> _Requirements_:
A – In the Big SQL table reference, what is the range of a SMALLINT?
B – For each statement, say whether it agrees with the Big SQL table reference. Answer yes or no and quote the words of the text that decide it.
(i) If the table name exists and IF NOT EXISTS is specified, an error message is issued.
(ii) A BIGINT is an 8-byte integer with a precision of 19 digits.
(iii) A TINYINT is a 2-byte integer.
C – Turn the paragraph of the Big SQL table reference that begins "You must specify the list of columns" into a short bulleted list that keeps its main facts.

> _Selected passage_:

=====

SELECT SUBSTRING(PROPERTY,24,1) FROM SYSCAT.TABLES WHERE TABNAME='<table-name>';
- table-name
- Specifies the name for the table that is to be created.
If the table name exists, this statement fails. However, if the table name exists and IF NOT EXISTS is specified, no error message is issued.
The table name in the table definition must be a valid identifier.
- column-definition
- The name, type, and comments of the column.
- column-name
- You must specify the list of columns that are to be created as non-partitioned columns in the
table. Each column is specified as a column name and data type. All valid Big SQL
data types are allowed.
The column name in the table definition must be a valid identifier.
- data-type
- Specifies the data type of the column.
- primitive-type
- The built-in data type. Use one of the following types:
- TINYINT
- A 1-byte integer data type, with the range of -128 to
127.
Hadoop automatically converts the TINYINT to a larger integer type, such as SMALLINT, INT, or BIGINT, or a floating-point type such as FLOAT or DOUBLE.
- SMALLINT
- A small integer is a 2-byte integer with a precision of 5 digits. The range of small integers is -32,768 to 32,767
- INTEGER or INT
- A 4-byte integer with a precision of 10 digits. The range of large integers is -2,147,483,648 to +2,147,483,647.
- BIGINT
- An 8-byte integer data type with a precision of 19 digits. The range is -9,223,372,036,854,775,808 to +9,223,372,036,854,775,807.
- FLOAT(integer)
- A single-precision floating-point number, which is a 32-bit approximation of a real number. The
number can be zero or can range from -3.4028234663852886e+38 to
-1.1754943508222875e-38, or from
1.1754943508222875e-38 to
3.4028234663852886e+38. A double-precision floating-point number
is a 64-bit approximation of a real number. The number can be zero or can range from
-1.7976931348623158e+308 to
-2.2250738585072014e-308, or from
2.2250738585072014e-308 to
1.7976931348623158e+308.

=====

Location annotation dataset excerpts
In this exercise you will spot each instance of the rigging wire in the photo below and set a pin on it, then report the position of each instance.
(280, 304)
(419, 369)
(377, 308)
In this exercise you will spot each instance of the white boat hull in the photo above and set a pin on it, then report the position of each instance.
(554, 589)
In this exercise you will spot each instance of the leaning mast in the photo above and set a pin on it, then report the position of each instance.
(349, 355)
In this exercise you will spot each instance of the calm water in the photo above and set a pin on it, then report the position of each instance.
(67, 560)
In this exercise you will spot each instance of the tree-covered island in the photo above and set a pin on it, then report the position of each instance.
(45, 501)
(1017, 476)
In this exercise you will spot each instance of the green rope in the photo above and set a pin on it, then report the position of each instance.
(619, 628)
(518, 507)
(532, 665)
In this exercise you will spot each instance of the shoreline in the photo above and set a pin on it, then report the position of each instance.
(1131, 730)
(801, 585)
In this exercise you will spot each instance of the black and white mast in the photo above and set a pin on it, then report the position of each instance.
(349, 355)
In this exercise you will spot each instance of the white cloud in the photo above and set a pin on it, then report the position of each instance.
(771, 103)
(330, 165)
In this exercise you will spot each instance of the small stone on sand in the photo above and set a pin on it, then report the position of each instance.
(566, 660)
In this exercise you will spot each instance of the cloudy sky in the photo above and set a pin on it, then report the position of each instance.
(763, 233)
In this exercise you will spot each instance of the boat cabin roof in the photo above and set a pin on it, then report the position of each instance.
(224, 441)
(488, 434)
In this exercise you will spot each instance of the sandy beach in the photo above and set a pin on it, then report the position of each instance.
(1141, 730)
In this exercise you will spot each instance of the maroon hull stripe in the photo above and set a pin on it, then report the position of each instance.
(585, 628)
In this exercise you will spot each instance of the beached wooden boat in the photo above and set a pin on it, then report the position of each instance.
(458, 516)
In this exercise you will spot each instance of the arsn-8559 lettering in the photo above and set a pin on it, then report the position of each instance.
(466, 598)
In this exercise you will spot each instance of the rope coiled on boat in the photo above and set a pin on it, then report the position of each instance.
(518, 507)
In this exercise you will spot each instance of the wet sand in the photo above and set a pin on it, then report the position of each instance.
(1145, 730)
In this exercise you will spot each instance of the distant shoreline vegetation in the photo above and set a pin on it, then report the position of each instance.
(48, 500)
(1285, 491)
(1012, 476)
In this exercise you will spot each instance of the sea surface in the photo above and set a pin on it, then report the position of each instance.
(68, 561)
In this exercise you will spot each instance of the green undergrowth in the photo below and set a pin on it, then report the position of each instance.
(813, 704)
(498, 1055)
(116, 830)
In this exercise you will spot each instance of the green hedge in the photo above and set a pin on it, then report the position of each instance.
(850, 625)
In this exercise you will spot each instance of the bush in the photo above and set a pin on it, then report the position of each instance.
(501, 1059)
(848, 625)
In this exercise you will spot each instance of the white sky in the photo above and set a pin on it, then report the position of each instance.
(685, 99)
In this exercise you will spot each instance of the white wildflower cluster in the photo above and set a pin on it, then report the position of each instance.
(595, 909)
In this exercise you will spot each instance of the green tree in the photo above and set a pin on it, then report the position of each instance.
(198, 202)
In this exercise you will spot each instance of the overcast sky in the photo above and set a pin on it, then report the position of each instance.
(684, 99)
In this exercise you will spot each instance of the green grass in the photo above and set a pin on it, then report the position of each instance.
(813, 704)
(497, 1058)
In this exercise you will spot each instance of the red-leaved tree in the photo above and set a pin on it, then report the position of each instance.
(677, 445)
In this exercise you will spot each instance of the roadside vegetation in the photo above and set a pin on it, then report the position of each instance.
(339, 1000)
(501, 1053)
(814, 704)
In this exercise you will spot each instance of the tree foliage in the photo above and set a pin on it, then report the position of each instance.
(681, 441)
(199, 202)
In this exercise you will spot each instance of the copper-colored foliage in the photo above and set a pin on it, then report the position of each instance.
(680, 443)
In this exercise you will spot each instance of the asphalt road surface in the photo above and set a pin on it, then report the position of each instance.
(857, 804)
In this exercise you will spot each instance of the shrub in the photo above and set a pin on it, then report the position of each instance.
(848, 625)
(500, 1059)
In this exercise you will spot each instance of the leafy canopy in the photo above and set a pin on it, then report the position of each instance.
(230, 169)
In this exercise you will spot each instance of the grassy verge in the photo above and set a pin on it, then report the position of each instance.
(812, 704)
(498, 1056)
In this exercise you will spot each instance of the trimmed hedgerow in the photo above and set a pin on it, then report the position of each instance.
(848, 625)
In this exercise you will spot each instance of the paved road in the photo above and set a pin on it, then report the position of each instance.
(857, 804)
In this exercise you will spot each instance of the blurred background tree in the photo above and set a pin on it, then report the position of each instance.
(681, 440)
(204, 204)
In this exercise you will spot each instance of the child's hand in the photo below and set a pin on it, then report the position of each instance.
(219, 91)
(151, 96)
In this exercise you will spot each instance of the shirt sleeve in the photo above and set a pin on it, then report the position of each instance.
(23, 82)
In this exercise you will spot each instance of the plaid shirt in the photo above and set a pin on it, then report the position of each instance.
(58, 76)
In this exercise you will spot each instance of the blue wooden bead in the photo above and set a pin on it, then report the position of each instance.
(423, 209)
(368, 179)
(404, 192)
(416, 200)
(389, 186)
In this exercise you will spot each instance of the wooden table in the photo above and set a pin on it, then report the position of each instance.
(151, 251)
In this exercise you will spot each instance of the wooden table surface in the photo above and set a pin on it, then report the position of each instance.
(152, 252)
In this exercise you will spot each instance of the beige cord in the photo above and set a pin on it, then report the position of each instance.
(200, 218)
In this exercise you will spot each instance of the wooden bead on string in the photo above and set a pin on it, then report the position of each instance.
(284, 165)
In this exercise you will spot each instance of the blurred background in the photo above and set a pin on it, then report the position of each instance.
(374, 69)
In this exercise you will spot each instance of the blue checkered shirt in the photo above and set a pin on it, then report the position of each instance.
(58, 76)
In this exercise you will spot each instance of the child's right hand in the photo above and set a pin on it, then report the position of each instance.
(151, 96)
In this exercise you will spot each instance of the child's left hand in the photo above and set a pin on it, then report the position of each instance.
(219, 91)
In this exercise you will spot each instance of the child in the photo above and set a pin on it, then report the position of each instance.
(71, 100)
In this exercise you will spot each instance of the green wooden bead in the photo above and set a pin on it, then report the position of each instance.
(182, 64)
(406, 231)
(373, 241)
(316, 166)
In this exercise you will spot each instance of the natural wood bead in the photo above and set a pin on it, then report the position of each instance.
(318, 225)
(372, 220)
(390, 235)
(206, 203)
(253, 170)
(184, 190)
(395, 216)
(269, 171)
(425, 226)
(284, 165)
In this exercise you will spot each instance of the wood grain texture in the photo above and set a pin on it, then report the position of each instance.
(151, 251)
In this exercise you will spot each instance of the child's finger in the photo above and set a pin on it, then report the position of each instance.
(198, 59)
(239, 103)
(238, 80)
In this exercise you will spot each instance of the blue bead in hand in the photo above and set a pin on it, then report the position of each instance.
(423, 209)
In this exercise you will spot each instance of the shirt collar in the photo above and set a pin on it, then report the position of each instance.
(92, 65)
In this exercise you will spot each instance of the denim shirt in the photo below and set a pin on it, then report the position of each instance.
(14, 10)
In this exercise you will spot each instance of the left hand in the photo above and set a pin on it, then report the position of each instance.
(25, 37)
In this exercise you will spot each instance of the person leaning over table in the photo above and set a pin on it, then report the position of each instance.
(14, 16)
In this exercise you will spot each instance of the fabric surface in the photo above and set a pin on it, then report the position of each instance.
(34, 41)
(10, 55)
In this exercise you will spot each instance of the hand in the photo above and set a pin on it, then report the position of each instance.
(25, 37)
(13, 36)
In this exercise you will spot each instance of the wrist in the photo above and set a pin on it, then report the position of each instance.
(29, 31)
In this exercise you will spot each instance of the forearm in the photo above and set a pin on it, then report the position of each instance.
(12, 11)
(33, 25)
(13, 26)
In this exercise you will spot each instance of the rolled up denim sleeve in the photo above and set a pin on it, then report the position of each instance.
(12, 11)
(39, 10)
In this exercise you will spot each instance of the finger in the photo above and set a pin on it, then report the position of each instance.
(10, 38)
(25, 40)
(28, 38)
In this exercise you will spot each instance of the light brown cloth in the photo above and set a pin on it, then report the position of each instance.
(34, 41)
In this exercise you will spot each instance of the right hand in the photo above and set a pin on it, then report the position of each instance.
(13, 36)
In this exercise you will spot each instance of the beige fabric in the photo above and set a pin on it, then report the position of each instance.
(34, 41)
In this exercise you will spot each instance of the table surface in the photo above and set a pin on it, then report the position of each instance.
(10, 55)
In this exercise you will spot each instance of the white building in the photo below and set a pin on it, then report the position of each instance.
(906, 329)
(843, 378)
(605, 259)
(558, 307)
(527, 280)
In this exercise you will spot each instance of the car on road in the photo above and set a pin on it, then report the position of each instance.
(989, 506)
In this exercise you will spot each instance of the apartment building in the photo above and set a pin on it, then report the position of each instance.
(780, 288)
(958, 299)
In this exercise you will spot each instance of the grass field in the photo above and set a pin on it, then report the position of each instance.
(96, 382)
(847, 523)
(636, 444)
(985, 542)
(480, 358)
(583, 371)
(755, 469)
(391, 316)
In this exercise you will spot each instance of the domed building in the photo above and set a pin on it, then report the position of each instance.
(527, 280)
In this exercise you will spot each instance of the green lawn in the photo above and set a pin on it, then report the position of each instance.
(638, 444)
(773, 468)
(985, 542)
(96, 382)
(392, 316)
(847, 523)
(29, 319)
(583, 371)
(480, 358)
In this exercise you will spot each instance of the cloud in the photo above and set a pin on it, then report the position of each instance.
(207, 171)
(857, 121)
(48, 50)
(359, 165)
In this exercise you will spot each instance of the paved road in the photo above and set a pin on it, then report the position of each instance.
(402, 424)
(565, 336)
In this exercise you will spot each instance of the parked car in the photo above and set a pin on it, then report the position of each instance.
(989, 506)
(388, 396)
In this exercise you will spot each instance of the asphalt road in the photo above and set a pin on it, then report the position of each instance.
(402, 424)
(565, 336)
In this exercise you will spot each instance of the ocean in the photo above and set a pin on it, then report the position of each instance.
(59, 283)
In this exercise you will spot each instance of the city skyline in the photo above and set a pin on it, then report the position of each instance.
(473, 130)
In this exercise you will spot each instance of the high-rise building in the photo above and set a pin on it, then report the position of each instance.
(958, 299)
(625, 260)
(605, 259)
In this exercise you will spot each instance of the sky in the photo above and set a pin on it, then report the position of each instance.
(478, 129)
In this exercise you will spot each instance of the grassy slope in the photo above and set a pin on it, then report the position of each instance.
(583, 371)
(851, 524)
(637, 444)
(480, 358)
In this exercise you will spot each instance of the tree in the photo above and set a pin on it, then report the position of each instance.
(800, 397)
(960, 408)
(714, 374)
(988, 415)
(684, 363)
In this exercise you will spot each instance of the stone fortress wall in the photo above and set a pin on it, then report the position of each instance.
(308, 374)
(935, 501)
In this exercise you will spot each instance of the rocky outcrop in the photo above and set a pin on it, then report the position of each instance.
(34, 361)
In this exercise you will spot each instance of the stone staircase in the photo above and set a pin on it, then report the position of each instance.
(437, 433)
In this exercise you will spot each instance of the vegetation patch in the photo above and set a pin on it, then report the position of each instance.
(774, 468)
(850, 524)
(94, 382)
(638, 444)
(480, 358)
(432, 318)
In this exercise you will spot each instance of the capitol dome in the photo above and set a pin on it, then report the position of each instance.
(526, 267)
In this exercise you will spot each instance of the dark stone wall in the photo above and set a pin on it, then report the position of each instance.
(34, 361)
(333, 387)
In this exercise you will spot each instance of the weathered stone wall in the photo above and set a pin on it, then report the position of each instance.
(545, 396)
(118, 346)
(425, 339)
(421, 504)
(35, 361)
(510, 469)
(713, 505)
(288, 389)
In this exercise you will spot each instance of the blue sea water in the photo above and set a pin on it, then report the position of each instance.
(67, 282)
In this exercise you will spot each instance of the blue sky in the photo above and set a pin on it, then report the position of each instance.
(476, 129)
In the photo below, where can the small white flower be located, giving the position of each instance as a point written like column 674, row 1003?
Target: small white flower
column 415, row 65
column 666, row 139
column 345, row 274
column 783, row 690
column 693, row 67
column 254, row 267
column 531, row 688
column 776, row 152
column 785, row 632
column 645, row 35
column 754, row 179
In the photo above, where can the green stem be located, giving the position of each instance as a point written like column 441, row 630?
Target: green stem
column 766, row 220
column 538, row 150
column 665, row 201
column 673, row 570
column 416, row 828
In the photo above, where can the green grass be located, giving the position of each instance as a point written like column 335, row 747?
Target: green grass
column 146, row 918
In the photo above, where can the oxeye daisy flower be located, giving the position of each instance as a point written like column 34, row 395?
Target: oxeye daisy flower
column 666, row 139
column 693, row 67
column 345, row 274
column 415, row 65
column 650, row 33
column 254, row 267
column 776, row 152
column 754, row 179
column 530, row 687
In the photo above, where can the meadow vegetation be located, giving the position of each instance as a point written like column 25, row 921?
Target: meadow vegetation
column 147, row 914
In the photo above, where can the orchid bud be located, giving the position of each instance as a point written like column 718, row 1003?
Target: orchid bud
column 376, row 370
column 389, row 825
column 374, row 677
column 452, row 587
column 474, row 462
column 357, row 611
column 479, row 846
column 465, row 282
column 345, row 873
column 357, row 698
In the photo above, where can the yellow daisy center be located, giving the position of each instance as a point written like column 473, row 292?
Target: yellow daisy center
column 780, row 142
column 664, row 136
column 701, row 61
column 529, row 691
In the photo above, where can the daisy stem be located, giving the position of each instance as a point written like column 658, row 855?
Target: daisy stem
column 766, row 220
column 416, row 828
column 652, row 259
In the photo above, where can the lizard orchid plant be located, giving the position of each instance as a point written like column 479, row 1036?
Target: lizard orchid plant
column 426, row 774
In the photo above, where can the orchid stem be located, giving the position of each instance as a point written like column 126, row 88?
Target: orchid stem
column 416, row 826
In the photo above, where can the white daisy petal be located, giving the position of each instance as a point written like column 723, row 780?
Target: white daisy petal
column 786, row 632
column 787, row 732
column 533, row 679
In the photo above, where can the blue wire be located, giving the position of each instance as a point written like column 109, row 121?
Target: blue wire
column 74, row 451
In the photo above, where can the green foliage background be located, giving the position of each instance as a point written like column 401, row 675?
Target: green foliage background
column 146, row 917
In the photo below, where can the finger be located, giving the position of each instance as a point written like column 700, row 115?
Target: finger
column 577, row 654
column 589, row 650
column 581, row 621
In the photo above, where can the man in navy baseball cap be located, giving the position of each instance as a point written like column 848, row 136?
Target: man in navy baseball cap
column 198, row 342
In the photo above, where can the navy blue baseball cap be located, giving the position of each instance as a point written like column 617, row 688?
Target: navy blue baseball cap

=====

> _Answer list_:
A – -32,768 to 32,767

B –
(i) No: "However, if the table name exists and IF NOT EXISTS is specified, no error message is issued."
(ii) Yes: "An 8-byte integer data type with a precision of 19 digits."
(iii) No: "A 1-byte integer data type, with the range of -128 to 127."

C –
- Specify the list of columns to be created as non-partitioned columns in the table.
- Give each column a column name and a data type.
- Any valid Big SQL data type is allowed.